- _Listed entries_
■ ■ ■ ■ ■

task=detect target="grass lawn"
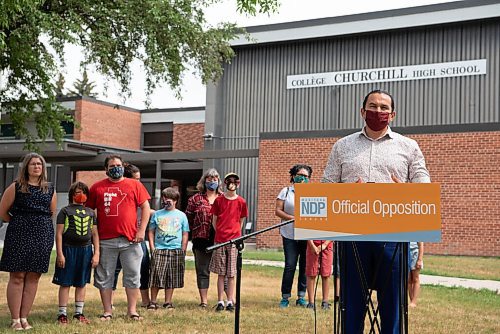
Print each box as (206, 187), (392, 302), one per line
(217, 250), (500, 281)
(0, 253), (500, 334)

■ ■ ■ ■ ■

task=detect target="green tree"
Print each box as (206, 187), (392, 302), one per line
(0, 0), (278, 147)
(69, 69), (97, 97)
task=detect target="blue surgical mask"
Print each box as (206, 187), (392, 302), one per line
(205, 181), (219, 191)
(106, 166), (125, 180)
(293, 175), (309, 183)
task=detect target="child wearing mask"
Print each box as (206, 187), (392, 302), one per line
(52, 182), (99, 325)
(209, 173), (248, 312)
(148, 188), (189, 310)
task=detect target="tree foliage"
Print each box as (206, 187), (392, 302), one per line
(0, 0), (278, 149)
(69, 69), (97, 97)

■ ■ ■ ■ ■

- _Written request_
Collect each line of the entries that contains the string "task", and copy every such line in full.

- _Correct answer_
task=detect target="grass lawn"
task=detect target="green tree"
task=detect target="blue surgical mask"
task=detect target="child wearing mask"
task=detect target="tree foliage"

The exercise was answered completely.